[Point labels for objects]
• • •
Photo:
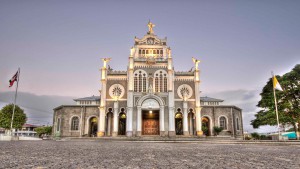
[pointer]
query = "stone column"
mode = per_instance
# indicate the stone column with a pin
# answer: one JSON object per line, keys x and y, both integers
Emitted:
{"x": 197, "y": 100}
{"x": 129, "y": 122}
{"x": 101, "y": 119}
{"x": 81, "y": 122}
{"x": 139, "y": 121}
{"x": 162, "y": 120}
{"x": 101, "y": 122}
{"x": 185, "y": 119}
{"x": 130, "y": 82}
{"x": 171, "y": 122}
{"x": 116, "y": 119}
{"x": 198, "y": 121}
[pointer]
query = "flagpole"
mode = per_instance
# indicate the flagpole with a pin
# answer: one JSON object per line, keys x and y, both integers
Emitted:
{"x": 276, "y": 107}
{"x": 16, "y": 94}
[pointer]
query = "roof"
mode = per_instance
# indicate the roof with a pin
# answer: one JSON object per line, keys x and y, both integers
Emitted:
{"x": 209, "y": 99}
{"x": 92, "y": 98}
{"x": 29, "y": 125}
{"x": 97, "y": 98}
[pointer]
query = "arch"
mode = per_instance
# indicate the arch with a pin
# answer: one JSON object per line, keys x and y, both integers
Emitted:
{"x": 237, "y": 123}
{"x": 208, "y": 124}
{"x": 92, "y": 126}
{"x": 178, "y": 122}
{"x": 122, "y": 122}
{"x": 150, "y": 96}
{"x": 109, "y": 121}
{"x": 140, "y": 82}
{"x": 75, "y": 123}
{"x": 58, "y": 124}
{"x": 221, "y": 124}
{"x": 160, "y": 81}
{"x": 191, "y": 122}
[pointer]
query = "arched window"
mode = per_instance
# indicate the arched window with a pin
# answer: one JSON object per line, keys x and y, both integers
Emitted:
{"x": 140, "y": 81}
{"x": 144, "y": 82}
{"x": 58, "y": 125}
{"x": 165, "y": 84}
{"x": 75, "y": 123}
{"x": 135, "y": 84}
{"x": 223, "y": 122}
{"x": 161, "y": 81}
{"x": 156, "y": 84}
{"x": 237, "y": 124}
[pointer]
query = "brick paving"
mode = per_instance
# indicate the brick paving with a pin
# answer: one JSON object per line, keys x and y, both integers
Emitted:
{"x": 112, "y": 154}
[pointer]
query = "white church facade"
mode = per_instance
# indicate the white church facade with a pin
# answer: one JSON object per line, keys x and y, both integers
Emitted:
{"x": 149, "y": 99}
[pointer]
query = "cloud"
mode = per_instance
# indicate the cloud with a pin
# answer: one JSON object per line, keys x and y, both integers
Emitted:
• • •
REQUIRED TASK → State how many lines in the data above contain the string "with", treating uppercase and lowercase letters as different. Give only the number.

SOLUTION TO THE EXERCISE → 8